## WORK TO DO
Find the line containing "Where can the woman's other", then output it and every line after it through the end of the listing below, exactly as written.

---*---

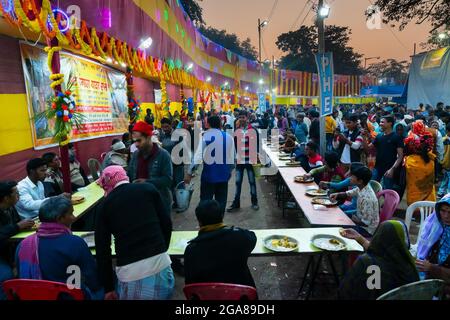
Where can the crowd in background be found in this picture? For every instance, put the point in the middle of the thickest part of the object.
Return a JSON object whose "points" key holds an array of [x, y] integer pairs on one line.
{"points": [[403, 150]]}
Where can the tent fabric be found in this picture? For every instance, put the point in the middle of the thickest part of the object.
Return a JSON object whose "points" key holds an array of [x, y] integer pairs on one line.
{"points": [[429, 78]]}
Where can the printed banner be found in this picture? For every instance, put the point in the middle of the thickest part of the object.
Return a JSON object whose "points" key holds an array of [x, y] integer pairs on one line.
{"points": [[325, 67], [99, 92], [158, 96], [434, 59]]}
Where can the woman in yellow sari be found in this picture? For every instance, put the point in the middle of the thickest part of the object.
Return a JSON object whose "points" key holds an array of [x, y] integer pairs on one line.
{"points": [[419, 164]]}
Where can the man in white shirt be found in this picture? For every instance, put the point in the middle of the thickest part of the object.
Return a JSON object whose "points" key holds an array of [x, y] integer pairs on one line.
{"points": [[31, 189], [348, 144], [367, 215]]}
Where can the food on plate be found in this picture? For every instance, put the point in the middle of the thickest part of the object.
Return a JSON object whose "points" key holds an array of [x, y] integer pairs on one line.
{"points": [[334, 242], [317, 192], [284, 242], [325, 242], [36, 225], [303, 179]]}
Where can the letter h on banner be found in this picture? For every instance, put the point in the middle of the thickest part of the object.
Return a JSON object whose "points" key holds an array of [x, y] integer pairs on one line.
{"points": [[326, 74]]}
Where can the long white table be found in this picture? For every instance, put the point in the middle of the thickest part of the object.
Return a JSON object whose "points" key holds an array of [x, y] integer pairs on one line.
{"points": [[180, 239], [331, 216]]}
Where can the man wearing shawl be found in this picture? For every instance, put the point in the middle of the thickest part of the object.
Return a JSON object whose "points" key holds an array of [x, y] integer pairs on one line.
{"points": [[433, 246], [389, 250], [219, 253], [136, 216], [47, 254], [419, 164]]}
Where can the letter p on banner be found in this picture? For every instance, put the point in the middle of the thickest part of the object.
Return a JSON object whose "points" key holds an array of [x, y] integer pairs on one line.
{"points": [[74, 280]]}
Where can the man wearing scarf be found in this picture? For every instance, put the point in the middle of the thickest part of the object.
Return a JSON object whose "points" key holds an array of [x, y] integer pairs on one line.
{"points": [[151, 163], [433, 245], [204, 262], [389, 250], [136, 216], [48, 253]]}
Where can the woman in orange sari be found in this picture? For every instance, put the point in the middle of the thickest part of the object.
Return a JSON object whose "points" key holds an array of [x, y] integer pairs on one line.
{"points": [[419, 164]]}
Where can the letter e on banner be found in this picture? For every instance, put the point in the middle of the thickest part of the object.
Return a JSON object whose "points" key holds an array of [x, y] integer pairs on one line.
{"points": [[74, 280], [374, 280]]}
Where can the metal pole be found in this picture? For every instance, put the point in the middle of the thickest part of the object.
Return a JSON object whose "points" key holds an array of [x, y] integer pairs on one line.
{"points": [[272, 78], [321, 30], [259, 35]]}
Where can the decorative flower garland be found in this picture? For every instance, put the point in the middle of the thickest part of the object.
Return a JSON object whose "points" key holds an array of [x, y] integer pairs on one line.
{"points": [[120, 51], [164, 99], [134, 108], [62, 109]]}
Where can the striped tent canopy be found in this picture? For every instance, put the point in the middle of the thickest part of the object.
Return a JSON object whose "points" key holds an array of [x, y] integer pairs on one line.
{"points": [[306, 84]]}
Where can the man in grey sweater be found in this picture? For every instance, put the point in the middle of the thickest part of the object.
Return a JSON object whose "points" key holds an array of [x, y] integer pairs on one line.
{"points": [[150, 164]]}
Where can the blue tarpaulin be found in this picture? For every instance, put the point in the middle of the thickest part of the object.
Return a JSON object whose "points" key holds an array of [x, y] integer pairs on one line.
{"points": [[429, 78], [383, 91]]}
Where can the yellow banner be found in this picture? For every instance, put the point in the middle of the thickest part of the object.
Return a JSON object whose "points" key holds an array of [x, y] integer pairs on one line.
{"points": [[99, 92]]}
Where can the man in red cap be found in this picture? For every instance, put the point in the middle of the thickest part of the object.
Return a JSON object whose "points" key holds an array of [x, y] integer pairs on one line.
{"points": [[150, 163]]}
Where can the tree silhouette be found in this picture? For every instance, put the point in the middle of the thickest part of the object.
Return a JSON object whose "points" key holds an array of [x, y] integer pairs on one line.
{"points": [[301, 45]]}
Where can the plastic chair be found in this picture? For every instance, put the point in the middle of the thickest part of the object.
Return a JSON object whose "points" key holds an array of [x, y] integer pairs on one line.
{"points": [[426, 208], [95, 167], [102, 156], [376, 186], [26, 289], [420, 290], [391, 201], [219, 291]]}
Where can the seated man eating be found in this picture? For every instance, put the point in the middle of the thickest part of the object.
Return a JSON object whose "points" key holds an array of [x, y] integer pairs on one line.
{"points": [[219, 253]]}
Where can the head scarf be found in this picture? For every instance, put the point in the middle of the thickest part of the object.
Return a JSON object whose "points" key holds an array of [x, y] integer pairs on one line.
{"points": [[419, 129], [118, 146], [389, 251], [419, 136], [144, 128], [432, 231], [112, 177], [390, 248]]}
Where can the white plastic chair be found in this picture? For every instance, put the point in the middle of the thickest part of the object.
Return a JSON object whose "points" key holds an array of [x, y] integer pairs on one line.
{"points": [[421, 290], [426, 209]]}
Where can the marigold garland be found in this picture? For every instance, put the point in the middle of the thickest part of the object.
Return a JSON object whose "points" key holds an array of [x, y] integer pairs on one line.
{"points": [[116, 49]]}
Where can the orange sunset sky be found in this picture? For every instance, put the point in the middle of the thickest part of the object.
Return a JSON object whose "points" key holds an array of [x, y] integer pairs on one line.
{"points": [[241, 16]]}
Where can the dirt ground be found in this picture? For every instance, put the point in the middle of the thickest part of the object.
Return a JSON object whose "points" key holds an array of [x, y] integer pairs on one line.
{"points": [[276, 278]]}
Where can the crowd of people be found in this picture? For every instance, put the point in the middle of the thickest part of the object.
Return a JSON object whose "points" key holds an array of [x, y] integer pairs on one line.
{"points": [[406, 151]]}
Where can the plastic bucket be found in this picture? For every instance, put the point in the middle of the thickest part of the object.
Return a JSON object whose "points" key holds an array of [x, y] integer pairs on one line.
{"points": [[183, 196]]}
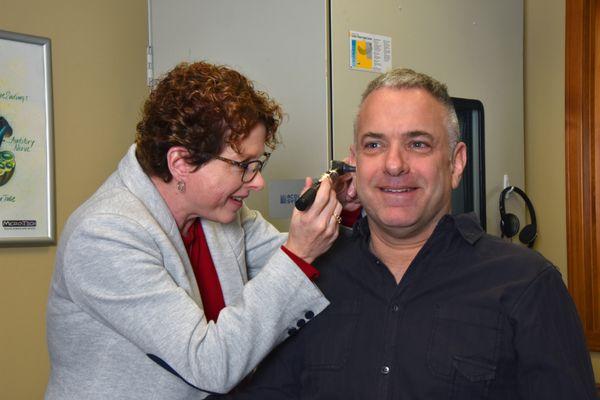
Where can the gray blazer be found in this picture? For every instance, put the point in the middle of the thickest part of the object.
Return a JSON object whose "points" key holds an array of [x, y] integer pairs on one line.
{"points": [[124, 314]]}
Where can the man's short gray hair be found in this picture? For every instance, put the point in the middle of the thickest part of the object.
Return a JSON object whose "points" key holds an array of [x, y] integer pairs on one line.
{"points": [[404, 78]]}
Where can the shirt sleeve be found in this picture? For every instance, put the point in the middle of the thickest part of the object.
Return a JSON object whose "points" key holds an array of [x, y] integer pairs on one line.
{"points": [[553, 360], [311, 272]]}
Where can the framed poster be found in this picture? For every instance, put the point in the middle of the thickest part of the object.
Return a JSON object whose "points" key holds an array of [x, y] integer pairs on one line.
{"points": [[26, 145]]}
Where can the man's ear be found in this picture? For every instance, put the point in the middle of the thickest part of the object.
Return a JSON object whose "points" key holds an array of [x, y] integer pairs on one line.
{"points": [[459, 161], [176, 161]]}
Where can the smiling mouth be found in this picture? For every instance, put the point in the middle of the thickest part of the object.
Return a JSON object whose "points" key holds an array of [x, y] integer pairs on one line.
{"points": [[397, 190]]}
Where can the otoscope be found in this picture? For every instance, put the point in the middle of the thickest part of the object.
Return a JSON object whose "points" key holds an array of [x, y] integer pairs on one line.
{"points": [[337, 169]]}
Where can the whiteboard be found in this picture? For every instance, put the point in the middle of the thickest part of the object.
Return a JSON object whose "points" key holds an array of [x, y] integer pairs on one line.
{"points": [[282, 46]]}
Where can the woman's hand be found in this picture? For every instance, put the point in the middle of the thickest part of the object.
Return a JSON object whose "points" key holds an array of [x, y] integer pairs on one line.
{"points": [[312, 232], [346, 190]]}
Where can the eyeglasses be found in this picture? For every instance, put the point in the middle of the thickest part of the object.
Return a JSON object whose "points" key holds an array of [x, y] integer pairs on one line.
{"points": [[250, 168]]}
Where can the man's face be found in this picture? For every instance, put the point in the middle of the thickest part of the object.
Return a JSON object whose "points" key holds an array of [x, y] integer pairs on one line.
{"points": [[405, 173]]}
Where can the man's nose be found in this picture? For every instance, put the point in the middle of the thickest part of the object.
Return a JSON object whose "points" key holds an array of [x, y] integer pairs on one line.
{"points": [[396, 162]]}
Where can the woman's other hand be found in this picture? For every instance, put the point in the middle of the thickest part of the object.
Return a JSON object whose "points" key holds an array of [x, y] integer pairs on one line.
{"points": [[313, 231]]}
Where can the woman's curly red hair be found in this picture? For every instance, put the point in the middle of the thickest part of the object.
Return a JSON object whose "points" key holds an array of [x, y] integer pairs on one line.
{"points": [[202, 107]]}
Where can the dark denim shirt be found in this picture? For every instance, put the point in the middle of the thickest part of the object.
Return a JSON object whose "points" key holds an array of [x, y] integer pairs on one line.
{"points": [[474, 317]]}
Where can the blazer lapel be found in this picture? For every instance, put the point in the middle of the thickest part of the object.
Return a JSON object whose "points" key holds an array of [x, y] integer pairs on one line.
{"points": [[226, 243]]}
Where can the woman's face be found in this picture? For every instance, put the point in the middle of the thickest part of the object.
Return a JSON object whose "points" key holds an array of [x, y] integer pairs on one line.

---*---

## COMPLETE RESPONSE
Where can the woman's other hand be found in this picture? For every instance, put the point in the middle of the thickest part of the object.
Return a JSON object whose "points" key holds an array of [x, y] integer pairs on one line.
{"points": [[313, 231]]}
Where can the woman's curly red hair be found in this picture? For every instance, put the point in the middle of the thickest part of the object.
Return a JSON object whose "points" key holds an array of [x, y] integer pairs on one line.
{"points": [[202, 107]]}
Where can the dark denim shirt be found in this picture? For every instance, put the point in the middle of the thickest part of the object.
Return a JSON object whose "points" key holds an array of [x, y] integer pairs on one line.
{"points": [[474, 317]]}
Where can the blazer lapel be found in this picture? For every instance, put the point in the middle of the thickest part of the object.
Return a JSON object whose "points" key holds an array of [x, y] integer pairs on one line.
{"points": [[226, 243]]}
Where can the woman's face be found in this picture? For every instance, put the point in the middle of the thickest part of the object.
Return a JSON object whose "points" key holds an array of [x, y] integer pairs on one line.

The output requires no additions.